● **Stated goal**:
Rewrite every one of the records below, changing "Reply in the form" to "Answer in the format" wherever it occurs and keeping everything else the same. Leave the pictures out of your answer.

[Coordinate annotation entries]
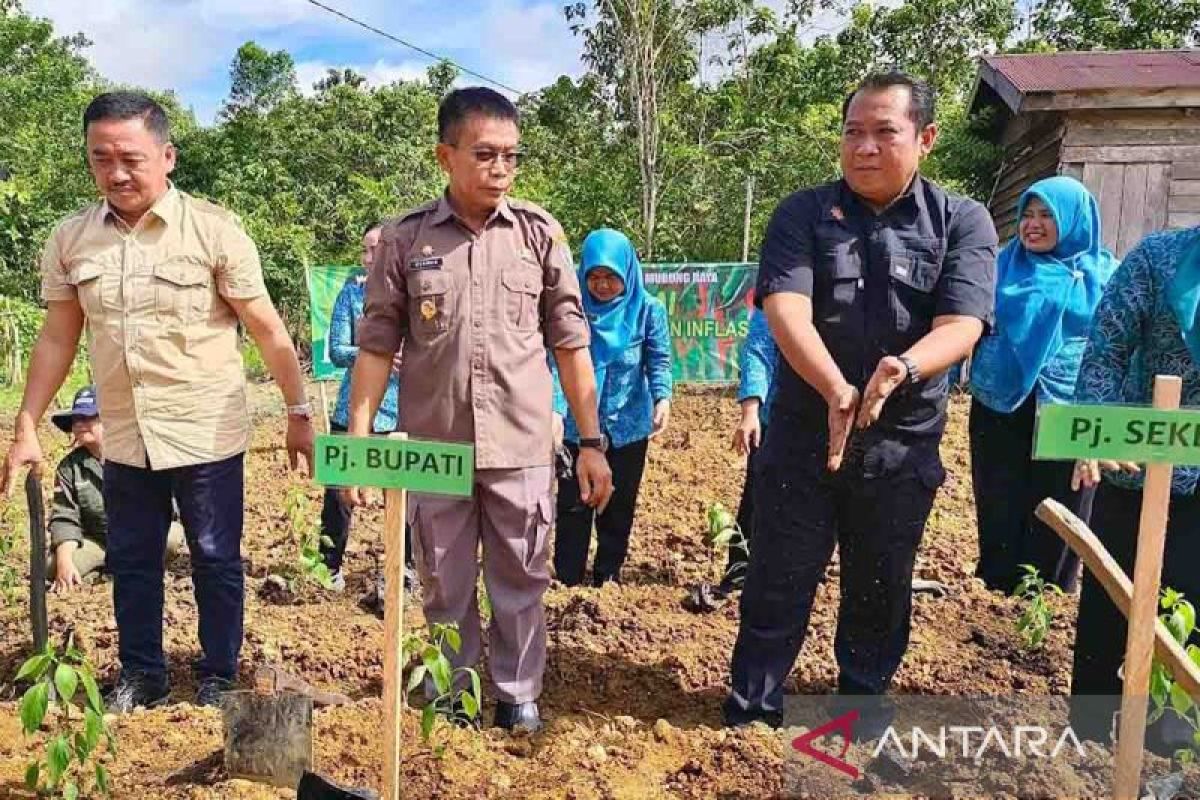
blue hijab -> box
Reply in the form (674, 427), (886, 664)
(578, 228), (649, 392)
(1168, 232), (1200, 363)
(971, 175), (1117, 413)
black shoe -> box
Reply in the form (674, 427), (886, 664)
(196, 675), (233, 709)
(104, 669), (170, 714)
(493, 700), (541, 734)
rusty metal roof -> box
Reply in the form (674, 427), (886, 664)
(984, 49), (1200, 94)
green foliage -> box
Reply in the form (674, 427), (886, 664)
(16, 638), (116, 800)
(283, 483), (334, 589)
(403, 622), (484, 742)
(1013, 564), (1062, 650)
(704, 503), (750, 587)
(1147, 588), (1200, 764)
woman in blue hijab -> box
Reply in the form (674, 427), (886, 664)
(970, 175), (1117, 594)
(554, 228), (672, 587)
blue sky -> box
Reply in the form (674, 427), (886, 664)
(24, 0), (583, 122)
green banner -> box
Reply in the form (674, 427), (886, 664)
(1033, 405), (1200, 464)
(643, 263), (758, 383)
(305, 265), (364, 380)
(316, 435), (475, 497)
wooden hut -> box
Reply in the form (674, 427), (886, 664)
(972, 50), (1200, 257)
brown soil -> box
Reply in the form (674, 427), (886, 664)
(0, 387), (1180, 800)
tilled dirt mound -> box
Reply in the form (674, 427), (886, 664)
(0, 389), (1166, 800)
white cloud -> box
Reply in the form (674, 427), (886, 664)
(296, 59), (428, 95)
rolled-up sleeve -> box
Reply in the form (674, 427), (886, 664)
(540, 222), (590, 350)
(42, 229), (77, 302)
(738, 312), (779, 403)
(755, 191), (820, 308)
(934, 200), (998, 327)
(358, 223), (408, 356)
(216, 217), (266, 300)
(646, 297), (674, 403)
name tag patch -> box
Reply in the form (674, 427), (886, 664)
(408, 255), (443, 271)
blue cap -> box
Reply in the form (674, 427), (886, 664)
(50, 386), (100, 433)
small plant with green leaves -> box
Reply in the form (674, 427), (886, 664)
(1013, 564), (1062, 650)
(704, 503), (750, 587)
(283, 485), (334, 589)
(1147, 589), (1200, 764)
(403, 622), (484, 742)
(17, 636), (116, 800)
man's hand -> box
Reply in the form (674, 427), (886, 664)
(857, 355), (908, 429)
(826, 383), (859, 473)
(1070, 459), (1141, 492)
(575, 447), (612, 513)
(50, 542), (83, 593)
(287, 414), (317, 475)
(733, 401), (762, 456)
(550, 414), (565, 450)
(650, 398), (671, 439)
(0, 433), (46, 497)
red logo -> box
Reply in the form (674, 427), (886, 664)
(792, 711), (862, 781)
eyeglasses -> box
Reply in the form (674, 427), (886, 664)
(458, 148), (524, 170)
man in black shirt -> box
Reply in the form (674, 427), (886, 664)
(725, 73), (997, 726)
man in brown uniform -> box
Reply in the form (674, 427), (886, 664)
(0, 92), (313, 711)
(349, 89), (612, 732)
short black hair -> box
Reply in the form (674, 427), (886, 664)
(83, 91), (170, 143)
(438, 86), (521, 144)
(841, 70), (937, 133)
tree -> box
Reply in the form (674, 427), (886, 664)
(1033, 0), (1200, 50)
(222, 42), (296, 119)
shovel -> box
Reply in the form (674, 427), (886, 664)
(221, 670), (313, 788)
(25, 470), (48, 652)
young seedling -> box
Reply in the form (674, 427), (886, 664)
(1013, 564), (1062, 650)
(1146, 589), (1200, 764)
(403, 622), (484, 744)
(17, 636), (116, 800)
(283, 485), (334, 589)
(704, 503), (750, 587)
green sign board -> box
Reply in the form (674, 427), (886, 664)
(642, 263), (758, 383)
(1033, 405), (1200, 464)
(317, 435), (475, 497)
(305, 265), (365, 380)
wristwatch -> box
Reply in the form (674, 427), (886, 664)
(896, 355), (920, 386)
(580, 433), (608, 452)
(288, 403), (312, 420)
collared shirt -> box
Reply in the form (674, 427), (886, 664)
(359, 198), (588, 469)
(42, 187), (266, 469)
(756, 176), (997, 437)
(1075, 228), (1200, 494)
(49, 447), (108, 549)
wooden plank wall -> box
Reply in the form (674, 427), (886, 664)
(1058, 108), (1200, 257)
(988, 114), (1066, 245)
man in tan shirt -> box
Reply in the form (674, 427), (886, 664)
(349, 89), (612, 732)
(0, 92), (313, 711)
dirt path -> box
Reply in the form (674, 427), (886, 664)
(0, 390), (1108, 800)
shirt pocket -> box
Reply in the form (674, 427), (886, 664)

● **Task response**:
blue hijab -> box
Answer in the format (674, 427), (886, 664)
(578, 228), (649, 392)
(1168, 232), (1200, 363)
(971, 175), (1117, 413)
black shoe -> box
Answer in the format (674, 427), (886, 664)
(196, 675), (233, 709)
(104, 669), (170, 714)
(493, 700), (541, 734)
rusty metal roof -> box
Answer in the format (674, 427), (886, 664)
(984, 49), (1200, 94)
green foliage -> box
Answer in the format (674, 427), (886, 664)
(16, 638), (116, 800)
(283, 483), (334, 589)
(403, 622), (484, 742)
(1013, 564), (1062, 650)
(704, 503), (750, 587)
(1147, 588), (1200, 764)
woman in blue hijab -> box
Answer in the format (674, 427), (886, 664)
(970, 175), (1117, 594)
(554, 228), (672, 587)
blue sky -> box
Answer in the format (674, 427), (886, 664)
(24, 0), (583, 122)
green banner -> box
Answer in the format (674, 427), (886, 664)
(1033, 405), (1200, 464)
(643, 263), (758, 383)
(305, 265), (364, 380)
(316, 435), (475, 497)
wooden hut -> box
Answer in the format (674, 427), (886, 664)
(972, 50), (1200, 257)
brown soil -> box
Answer in the format (674, 427), (886, 664)
(0, 387), (1180, 800)
tilled dirt mound -> box
Answer in the format (674, 427), (886, 664)
(0, 389), (1166, 800)
white cloud -> box
Answer in the format (674, 427), (886, 664)
(296, 59), (428, 95)
rolled-up sleeve -> box
Answer in the format (674, 427), (886, 664)
(540, 222), (590, 350)
(42, 229), (77, 302)
(738, 312), (779, 403)
(755, 191), (820, 308)
(934, 200), (998, 327)
(358, 223), (408, 356)
(216, 217), (266, 300)
(646, 297), (674, 403)
name tag patch -> box
Answer in the format (674, 427), (886, 664)
(408, 255), (443, 271)
blue cap -> box
Answer in the format (674, 427), (886, 664)
(50, 386), (100, 433)
small plant with green leaves -> box
Answer in the format (674, 427), (886, 664)
(1013, 564), (1062, 650)
(704, 503), (750, 587)
(283, 485), (334, 589)
(1147, 589), (1200, 764)
(403, 622), (484, 742)
(17, 636), (116, 800)
man's hand -> box
Answer in the format (674, 427), (886, 664)
(857, 355), (908, 429)
(826, 383), (859, 473)
(1070, 459), (1141, 492)
(575, 447), (612, 513)
(50, 542), (83, 593)
(287, 414), (317, 475)
(733, 401), (762, 456)
(550, 414), (565, 450)
(650, 398), (671, 439)
(0, 433), (46, 497)
red logo -> box
Answer in the format (674, 427), (886, 664)
(792, 711), (862, 781)
eyeglasses -> box
Answer in the format (674, 427), (886, 664)
(458, 148), (524, 170)
man in black shirt -> box
Answer in the format (674, 427), (886, 664)
(725, 73), (997, 726)
man in brown uniform -> box
Answer in the format (674, 427), (886, 664)
(0, 92), (313, 711)
(349, 89), (612, 732)
short black hair -> box
Answer in the format (674, 427), (886, 664)
(83, 91), (170, 143)
(438, 86), (521, 144)
(841, 70), (937, 133)
tree -> box
Answer in the format (674, 427), (886, 664)
(1033, 0), (1200, 50)
(222, 42), (296, 119)
shovel -> box
Answer in the format (674, 427), (886, 664)
(221, 670), (313, 788)
(25, 470), (48, 652)
young seedling -> box
Answer in the format (674, 427), (886, 664)
(1013, 564), (1062, 650)
(1146, 589), (1200, 764)
(403, 622), (484, 744)
(17, 636), (116, 800)
(283, 485), (334, 589)
(704, 503), (750, 587)
green sign board -> box
Answer in the format (674, 427), (886, 664)
(642, 263), (758, 383)
(1033, 405), (1200, 464)
(317, 435), (475, 497)
(305, 265), (365, 380)
wristwatch -> box
Answer in the format (674, 427), (886, 664)
(896, 355), (920, 386)
(580, 433), (608, 452)
(288, 403), (312, 420)
collared shirt -> box
Answer in the format (674, 427), (886, 664)
(359, 198), (588, 469)
(42, 187), (266, 469)
(756, 176), (997, 437)
(1075, 228), (1200, 494)
(49, 447), (108, 549)
wooden plank wall -> box
Answer in the format (674, 427), (886, 664)
(1058, 108), (1200, 257)
(988, 114), (1066, 245)
man in tan shirt -> box
Answer in the format (674, 427), (886, 664)
(349, 89), (612, 732)
(0, 92), (313, 711)
dirt path -> box
Answer in the format (674, 427), (886, 664)
(0, 390), (1108, 800)
shirt pocket -> box
Answer in the format (674, 427), (886, 664)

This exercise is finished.